=== Task requirements ===
Find every line in the data below that contains the word "glow" and copy each of those lines.

=== Collected data entries ===
+++

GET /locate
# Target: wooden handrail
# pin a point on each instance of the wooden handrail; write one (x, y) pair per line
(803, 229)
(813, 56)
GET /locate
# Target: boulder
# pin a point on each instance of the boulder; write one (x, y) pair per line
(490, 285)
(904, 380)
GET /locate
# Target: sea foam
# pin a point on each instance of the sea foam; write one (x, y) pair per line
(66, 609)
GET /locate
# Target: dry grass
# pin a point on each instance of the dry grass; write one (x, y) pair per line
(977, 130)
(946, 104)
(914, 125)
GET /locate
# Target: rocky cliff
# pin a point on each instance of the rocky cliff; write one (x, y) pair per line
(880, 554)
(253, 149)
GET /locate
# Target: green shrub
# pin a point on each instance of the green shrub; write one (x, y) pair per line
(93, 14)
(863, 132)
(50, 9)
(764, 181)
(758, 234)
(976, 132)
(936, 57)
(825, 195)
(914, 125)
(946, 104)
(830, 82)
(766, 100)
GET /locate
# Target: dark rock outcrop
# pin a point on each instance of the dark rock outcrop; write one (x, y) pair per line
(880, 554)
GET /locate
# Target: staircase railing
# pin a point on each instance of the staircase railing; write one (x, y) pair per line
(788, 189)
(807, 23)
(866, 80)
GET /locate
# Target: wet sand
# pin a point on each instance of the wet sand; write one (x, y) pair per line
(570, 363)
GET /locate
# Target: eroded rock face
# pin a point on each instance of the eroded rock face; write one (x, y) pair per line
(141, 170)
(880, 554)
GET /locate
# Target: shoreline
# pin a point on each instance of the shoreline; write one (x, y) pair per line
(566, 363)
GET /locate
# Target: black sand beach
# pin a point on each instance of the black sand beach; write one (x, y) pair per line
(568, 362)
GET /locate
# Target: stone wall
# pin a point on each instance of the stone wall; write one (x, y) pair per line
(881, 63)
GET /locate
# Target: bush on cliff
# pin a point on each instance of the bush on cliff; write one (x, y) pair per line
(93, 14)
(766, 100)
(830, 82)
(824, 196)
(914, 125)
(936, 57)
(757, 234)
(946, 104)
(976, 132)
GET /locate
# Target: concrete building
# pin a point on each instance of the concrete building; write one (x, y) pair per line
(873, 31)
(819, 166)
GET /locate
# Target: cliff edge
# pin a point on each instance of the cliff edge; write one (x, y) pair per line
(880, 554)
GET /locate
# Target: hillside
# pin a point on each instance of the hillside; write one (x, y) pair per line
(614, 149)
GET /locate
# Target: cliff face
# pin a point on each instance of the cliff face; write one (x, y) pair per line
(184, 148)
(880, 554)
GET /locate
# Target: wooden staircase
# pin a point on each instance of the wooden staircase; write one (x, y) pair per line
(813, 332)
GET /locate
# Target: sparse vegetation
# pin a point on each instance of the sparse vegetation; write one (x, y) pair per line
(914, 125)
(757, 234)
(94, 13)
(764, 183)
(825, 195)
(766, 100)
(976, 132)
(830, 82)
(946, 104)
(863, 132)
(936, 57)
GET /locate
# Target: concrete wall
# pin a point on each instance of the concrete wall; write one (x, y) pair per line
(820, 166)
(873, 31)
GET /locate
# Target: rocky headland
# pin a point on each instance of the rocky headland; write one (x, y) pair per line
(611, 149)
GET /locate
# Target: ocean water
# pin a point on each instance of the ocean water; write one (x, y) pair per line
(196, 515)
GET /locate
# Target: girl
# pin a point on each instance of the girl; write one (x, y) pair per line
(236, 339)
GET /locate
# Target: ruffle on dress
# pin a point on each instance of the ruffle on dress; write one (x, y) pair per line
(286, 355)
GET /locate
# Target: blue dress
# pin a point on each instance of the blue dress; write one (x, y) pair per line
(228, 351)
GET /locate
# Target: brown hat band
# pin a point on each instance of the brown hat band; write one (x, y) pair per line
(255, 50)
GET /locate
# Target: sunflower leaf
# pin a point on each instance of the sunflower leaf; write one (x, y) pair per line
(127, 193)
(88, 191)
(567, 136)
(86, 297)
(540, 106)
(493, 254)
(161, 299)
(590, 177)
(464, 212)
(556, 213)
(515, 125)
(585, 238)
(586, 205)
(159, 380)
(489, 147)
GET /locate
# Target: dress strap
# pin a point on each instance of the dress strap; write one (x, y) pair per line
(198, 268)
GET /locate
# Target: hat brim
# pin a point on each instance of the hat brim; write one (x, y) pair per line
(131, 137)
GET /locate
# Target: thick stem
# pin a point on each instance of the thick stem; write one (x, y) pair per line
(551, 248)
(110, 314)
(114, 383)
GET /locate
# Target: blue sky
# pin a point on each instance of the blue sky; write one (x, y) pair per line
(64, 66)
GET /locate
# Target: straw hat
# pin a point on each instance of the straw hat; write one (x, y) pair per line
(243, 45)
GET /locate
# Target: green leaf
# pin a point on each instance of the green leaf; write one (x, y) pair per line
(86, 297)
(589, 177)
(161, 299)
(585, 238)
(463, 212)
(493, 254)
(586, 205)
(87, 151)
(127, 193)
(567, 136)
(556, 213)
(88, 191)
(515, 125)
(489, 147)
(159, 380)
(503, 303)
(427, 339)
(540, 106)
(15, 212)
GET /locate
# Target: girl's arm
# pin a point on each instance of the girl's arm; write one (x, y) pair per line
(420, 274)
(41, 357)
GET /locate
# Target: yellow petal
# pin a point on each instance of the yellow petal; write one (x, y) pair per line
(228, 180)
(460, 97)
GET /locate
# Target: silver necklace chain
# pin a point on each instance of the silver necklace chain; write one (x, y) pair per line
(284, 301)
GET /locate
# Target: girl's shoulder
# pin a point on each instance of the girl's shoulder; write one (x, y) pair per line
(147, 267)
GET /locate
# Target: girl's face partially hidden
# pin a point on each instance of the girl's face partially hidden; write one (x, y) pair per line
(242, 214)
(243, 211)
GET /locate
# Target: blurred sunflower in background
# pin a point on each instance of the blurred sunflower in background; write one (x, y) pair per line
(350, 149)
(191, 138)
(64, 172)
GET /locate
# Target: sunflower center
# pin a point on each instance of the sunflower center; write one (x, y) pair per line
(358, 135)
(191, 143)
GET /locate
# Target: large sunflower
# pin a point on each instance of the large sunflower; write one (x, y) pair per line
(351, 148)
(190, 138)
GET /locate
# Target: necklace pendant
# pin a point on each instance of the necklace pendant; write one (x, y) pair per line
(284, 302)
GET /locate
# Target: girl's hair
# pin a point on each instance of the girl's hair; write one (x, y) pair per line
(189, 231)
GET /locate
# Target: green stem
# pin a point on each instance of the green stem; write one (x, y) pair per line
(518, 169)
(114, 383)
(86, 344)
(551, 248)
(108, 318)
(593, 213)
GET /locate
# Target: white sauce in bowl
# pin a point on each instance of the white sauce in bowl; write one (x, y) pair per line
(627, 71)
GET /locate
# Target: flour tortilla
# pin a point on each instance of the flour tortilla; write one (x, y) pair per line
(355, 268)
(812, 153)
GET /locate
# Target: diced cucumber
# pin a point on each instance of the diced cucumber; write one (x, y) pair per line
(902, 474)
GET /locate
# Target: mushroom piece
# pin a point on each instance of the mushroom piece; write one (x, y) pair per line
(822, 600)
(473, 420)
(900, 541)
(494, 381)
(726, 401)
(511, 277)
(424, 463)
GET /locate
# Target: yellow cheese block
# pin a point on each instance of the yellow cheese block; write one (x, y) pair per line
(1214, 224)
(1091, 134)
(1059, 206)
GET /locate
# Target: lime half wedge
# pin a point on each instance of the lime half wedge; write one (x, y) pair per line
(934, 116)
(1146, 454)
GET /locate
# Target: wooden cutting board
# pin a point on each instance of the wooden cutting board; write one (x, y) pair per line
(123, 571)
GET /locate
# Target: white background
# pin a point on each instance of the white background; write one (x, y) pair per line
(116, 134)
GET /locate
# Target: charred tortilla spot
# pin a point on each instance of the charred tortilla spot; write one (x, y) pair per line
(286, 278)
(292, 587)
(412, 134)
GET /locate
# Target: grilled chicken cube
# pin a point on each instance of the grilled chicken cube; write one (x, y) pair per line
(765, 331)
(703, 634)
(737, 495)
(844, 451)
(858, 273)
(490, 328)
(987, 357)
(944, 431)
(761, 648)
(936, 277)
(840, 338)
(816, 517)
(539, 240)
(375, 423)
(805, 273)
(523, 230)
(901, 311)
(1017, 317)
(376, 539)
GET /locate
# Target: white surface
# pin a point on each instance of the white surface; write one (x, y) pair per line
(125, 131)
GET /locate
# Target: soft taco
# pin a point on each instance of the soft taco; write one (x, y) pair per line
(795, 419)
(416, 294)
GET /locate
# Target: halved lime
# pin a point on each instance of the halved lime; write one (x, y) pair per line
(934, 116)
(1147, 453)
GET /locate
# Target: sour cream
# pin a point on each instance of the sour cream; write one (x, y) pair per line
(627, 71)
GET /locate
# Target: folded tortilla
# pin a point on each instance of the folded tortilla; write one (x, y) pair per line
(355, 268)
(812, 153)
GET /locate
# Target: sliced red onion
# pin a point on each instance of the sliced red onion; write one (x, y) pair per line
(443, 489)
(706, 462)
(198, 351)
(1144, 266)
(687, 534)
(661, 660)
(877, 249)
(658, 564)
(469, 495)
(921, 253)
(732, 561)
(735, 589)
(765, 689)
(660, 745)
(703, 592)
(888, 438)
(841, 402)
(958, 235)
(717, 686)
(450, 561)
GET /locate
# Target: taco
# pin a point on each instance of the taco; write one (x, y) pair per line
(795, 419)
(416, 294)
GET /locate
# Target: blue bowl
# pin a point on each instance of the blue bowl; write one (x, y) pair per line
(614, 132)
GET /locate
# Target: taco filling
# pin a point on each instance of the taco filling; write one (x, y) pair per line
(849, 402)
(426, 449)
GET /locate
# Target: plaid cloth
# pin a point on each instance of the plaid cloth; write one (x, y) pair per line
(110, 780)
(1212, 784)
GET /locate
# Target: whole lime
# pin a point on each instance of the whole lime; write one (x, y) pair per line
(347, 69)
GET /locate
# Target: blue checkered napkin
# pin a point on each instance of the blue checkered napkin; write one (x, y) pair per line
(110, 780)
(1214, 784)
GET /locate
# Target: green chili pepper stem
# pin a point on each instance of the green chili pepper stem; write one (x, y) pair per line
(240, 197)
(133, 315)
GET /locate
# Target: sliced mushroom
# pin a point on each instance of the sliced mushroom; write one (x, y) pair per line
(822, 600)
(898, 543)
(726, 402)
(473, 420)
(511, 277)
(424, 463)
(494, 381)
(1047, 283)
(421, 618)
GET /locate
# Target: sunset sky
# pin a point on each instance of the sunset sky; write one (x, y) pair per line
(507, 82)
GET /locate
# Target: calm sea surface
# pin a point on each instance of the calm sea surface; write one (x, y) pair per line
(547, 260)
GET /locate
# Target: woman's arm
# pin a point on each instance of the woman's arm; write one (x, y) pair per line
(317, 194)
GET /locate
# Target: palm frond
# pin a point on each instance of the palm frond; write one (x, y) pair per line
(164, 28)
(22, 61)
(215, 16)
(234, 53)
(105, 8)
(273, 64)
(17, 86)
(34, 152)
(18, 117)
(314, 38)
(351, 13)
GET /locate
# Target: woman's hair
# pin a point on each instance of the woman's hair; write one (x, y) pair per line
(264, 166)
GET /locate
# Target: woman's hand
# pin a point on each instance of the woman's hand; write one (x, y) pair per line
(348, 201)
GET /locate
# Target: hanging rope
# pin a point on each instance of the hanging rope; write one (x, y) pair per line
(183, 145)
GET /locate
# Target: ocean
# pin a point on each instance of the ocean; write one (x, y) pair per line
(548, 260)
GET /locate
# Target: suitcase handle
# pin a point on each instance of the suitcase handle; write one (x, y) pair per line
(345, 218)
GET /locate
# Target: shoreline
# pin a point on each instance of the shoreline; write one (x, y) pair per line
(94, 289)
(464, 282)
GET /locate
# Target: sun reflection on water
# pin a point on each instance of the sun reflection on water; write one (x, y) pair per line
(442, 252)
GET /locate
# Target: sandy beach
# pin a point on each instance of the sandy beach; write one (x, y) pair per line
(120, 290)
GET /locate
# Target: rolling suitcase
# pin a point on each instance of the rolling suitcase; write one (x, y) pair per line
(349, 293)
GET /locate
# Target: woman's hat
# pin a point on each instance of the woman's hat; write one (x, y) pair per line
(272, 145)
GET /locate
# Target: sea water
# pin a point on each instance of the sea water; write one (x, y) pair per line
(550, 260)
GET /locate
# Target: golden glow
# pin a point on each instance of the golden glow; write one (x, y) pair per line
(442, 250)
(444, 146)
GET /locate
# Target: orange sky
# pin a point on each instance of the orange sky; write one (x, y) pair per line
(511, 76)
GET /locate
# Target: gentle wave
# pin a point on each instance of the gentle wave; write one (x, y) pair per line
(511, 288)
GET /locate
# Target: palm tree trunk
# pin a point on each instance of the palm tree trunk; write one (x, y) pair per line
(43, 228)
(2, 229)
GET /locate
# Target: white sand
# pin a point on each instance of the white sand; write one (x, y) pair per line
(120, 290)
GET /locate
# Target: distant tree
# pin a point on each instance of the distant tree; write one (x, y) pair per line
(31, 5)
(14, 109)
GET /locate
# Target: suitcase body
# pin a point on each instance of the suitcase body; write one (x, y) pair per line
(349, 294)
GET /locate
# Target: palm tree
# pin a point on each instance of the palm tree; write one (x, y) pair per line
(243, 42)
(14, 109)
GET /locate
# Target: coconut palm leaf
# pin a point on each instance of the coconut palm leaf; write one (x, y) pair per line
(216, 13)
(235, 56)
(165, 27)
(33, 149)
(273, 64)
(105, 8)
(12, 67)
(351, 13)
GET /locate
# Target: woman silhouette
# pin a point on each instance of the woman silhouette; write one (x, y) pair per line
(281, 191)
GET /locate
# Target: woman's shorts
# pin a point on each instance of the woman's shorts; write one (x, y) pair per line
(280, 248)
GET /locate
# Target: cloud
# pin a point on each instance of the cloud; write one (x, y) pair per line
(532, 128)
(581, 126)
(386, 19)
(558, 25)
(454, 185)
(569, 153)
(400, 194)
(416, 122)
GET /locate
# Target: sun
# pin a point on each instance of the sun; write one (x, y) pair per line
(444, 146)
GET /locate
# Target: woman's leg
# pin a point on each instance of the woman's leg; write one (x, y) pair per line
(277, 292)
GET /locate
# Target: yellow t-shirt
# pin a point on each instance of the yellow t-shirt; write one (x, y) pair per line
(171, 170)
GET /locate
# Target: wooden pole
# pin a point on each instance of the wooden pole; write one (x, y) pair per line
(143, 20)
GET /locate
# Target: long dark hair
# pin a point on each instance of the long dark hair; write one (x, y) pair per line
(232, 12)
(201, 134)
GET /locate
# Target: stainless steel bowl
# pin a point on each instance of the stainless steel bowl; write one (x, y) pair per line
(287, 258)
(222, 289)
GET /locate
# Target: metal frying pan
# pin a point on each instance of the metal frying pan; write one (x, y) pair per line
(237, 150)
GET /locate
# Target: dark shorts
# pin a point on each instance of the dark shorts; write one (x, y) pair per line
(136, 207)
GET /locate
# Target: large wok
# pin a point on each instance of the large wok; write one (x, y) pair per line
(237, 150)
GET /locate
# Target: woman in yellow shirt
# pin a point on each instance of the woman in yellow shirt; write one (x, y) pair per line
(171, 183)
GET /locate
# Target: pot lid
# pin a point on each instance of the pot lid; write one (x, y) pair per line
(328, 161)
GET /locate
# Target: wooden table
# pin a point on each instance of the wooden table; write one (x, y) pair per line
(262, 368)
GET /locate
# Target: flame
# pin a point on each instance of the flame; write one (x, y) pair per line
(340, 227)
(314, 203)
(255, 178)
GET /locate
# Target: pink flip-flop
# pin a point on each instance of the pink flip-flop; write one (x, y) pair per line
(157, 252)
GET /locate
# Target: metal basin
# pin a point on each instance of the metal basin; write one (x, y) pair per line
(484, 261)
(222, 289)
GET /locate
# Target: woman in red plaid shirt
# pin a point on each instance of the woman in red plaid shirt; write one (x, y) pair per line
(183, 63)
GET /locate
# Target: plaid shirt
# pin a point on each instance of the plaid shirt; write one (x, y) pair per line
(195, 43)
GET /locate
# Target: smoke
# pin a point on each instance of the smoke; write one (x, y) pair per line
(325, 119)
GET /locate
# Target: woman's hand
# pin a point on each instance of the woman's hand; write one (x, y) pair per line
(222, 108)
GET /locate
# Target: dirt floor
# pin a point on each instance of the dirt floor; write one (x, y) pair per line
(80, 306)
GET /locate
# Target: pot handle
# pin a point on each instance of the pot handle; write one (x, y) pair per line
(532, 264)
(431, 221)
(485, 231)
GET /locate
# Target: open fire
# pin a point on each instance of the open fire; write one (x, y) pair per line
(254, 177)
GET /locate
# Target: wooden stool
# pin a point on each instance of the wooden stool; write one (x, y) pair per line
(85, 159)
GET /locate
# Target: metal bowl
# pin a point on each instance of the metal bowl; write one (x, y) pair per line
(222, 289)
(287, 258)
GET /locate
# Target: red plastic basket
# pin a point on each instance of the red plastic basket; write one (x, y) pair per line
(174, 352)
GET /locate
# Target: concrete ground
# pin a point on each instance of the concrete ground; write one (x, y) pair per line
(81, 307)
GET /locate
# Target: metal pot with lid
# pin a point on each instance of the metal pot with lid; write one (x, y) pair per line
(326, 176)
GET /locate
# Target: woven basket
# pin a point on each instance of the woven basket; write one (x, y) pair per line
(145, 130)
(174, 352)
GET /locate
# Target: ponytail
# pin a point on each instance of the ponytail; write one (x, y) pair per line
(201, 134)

+++

=== Solution ===
# Target: golden glow
# pin a point on each instance of the golden glow; write one (x, y) pair per line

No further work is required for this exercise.